» Exercise inputs
* * * *
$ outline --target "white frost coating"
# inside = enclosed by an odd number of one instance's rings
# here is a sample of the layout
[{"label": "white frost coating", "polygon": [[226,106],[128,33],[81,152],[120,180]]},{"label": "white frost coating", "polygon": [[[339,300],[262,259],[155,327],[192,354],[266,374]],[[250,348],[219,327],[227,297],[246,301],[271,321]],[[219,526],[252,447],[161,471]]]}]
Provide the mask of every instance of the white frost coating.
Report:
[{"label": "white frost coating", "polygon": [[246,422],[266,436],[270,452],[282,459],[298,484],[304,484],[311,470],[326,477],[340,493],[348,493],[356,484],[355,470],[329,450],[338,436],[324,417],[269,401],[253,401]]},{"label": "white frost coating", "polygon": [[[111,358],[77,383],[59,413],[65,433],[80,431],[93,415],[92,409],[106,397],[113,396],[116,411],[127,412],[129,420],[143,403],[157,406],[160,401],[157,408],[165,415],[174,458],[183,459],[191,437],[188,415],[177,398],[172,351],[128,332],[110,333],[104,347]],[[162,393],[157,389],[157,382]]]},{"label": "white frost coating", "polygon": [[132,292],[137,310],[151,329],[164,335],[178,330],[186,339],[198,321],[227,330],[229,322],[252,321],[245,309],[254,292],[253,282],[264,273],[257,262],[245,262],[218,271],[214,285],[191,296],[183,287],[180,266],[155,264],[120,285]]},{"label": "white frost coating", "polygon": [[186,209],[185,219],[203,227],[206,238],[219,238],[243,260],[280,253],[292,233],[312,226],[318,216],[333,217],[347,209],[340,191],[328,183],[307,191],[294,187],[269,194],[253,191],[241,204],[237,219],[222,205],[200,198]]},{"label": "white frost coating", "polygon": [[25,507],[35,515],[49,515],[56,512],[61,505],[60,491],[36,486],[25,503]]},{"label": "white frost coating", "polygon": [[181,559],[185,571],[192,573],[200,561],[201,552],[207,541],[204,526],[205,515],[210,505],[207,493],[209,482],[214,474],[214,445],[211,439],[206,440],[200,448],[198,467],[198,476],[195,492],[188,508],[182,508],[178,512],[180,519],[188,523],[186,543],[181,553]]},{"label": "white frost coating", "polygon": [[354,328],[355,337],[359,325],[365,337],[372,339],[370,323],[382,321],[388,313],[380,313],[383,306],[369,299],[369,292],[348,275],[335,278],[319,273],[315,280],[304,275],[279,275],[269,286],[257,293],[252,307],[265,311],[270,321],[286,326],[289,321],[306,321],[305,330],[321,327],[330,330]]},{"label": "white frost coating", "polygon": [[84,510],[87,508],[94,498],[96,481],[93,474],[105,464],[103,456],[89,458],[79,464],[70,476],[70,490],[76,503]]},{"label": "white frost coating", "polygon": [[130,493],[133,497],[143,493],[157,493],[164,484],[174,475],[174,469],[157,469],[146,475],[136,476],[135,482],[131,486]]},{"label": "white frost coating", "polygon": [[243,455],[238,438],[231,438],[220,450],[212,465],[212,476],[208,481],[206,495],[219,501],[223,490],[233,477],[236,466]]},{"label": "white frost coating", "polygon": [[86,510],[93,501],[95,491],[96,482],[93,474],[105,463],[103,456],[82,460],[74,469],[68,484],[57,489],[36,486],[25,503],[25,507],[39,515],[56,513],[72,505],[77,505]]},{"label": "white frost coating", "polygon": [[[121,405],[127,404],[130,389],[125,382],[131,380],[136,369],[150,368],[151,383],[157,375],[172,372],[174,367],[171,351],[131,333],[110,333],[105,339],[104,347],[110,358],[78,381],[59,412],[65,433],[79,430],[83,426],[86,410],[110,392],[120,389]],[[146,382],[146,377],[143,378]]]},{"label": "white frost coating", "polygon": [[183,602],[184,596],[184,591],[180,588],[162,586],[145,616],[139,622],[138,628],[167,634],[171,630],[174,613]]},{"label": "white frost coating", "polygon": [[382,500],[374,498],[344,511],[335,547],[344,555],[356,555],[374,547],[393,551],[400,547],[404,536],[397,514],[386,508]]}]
* * * *
» Required work
Please extract every line of the records above that contains the string "instance". Case counts.

» Exercise response
# inside = enclosed by an odd number of one instance's rings
Provide the mask of every instance of the white frost coating.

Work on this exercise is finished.